Instruction:
Pull out every line of the listing below that contains the word "foliage", and copy each such line unchanged.

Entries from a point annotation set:
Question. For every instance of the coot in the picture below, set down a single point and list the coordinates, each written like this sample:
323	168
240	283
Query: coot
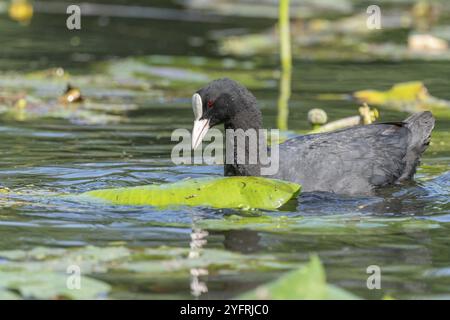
356	160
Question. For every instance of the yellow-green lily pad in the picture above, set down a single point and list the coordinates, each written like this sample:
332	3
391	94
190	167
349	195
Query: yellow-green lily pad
222	192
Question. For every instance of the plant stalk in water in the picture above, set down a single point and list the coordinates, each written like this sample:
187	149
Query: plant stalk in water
286	64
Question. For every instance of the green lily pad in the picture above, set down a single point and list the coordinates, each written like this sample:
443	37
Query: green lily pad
226	192
307	282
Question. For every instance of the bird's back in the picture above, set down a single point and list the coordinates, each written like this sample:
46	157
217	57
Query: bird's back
358	159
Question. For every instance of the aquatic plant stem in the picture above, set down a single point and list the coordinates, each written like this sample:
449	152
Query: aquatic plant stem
286	65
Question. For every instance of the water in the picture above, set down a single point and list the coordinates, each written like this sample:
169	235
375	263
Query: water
404	230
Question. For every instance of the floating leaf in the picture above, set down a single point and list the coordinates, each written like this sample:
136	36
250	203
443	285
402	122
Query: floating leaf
408	96
226	192
307	282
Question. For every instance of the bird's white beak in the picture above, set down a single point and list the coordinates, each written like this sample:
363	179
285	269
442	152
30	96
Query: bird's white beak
199	131
201	127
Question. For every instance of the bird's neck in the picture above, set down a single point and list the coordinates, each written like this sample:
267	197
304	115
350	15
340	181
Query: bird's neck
244	139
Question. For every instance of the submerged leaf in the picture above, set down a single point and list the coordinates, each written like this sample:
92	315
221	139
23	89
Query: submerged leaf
307	282
226	192
408	96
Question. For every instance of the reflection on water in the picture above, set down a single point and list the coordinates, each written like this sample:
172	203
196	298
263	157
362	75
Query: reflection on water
403	229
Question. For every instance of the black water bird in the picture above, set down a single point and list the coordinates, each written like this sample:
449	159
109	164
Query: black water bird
356	160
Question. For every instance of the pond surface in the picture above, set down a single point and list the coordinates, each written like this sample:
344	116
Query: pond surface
405	230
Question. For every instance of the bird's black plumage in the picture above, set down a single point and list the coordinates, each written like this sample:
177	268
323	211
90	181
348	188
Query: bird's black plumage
356	160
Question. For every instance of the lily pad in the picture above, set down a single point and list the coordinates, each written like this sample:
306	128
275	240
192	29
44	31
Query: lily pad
307	282
408	96
226	192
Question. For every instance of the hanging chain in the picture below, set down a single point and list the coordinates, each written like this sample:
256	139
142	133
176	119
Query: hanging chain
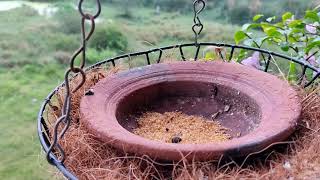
198	7
64	120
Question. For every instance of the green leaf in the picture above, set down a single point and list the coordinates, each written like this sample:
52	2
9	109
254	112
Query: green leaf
248	26
296	24
257	17
311	16
272	32
271	19
286	16
261	40
284	46
292	74
315	43
242	54
248	42
239	36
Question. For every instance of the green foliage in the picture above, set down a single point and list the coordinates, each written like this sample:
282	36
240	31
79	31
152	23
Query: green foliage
298	37
62	42
68	19
109	37
94	56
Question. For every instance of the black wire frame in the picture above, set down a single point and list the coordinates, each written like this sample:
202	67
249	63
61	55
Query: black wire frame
42	126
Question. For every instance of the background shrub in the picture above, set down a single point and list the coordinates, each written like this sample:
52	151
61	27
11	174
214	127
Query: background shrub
109	38
68	19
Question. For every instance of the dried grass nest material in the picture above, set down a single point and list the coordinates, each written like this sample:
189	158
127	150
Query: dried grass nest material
89	158
177	127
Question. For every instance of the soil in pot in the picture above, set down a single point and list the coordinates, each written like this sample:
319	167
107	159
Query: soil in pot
177	127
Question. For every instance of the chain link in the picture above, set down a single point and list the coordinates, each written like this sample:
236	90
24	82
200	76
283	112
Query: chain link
198	7
64	120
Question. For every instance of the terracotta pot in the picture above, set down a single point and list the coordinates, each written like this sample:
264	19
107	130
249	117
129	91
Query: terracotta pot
263	109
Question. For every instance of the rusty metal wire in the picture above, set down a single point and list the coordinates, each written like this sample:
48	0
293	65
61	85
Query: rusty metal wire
198	7
64	120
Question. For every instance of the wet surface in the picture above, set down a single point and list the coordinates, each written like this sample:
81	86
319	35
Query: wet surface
234	110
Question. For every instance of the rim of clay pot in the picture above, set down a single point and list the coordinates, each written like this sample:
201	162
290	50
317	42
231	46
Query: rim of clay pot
279	104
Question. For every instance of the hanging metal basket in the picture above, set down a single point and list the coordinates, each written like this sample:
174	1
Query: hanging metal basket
48	140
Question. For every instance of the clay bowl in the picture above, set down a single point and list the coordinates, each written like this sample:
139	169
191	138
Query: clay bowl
263	109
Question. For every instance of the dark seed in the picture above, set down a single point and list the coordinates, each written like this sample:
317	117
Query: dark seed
227	108
215	115
89	93
176	139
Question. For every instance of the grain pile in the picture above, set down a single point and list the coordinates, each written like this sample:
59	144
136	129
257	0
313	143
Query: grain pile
176	127
89	158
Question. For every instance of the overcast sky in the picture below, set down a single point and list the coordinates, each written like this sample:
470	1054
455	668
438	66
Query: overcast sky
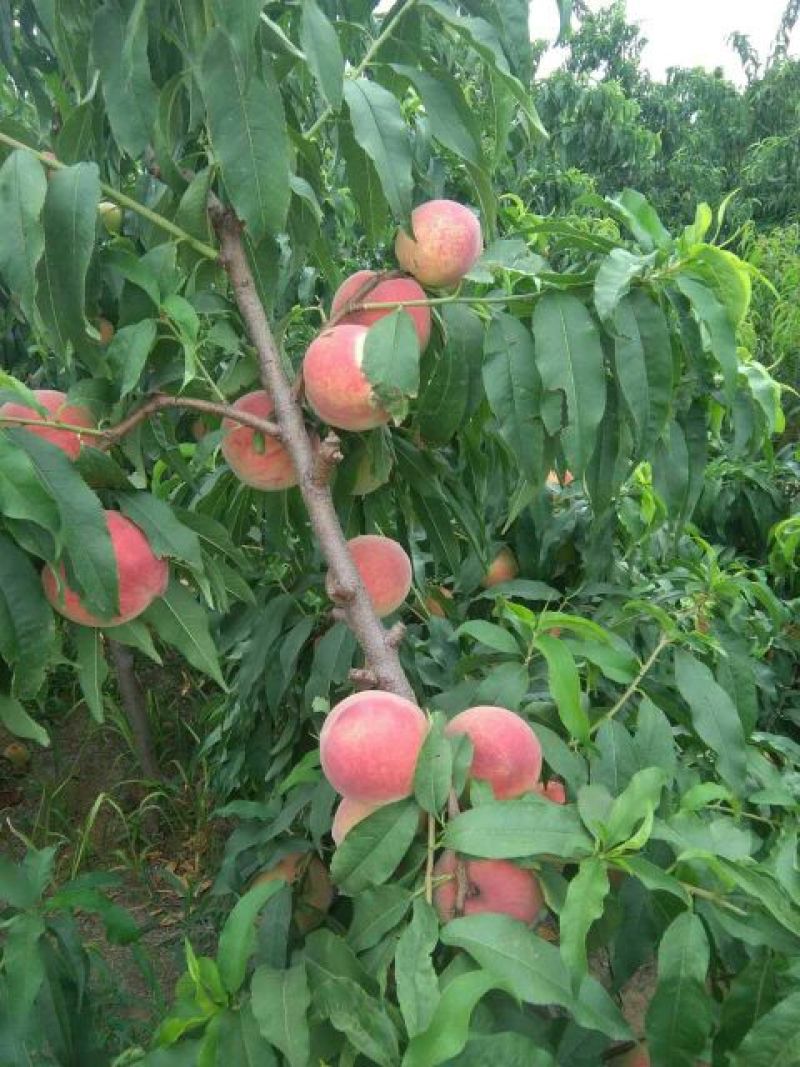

Problem solution:
Question. For every instance of the green foliage in the picture above, set down a single point and list the coordinates, each written like this sample:
Query: green foliage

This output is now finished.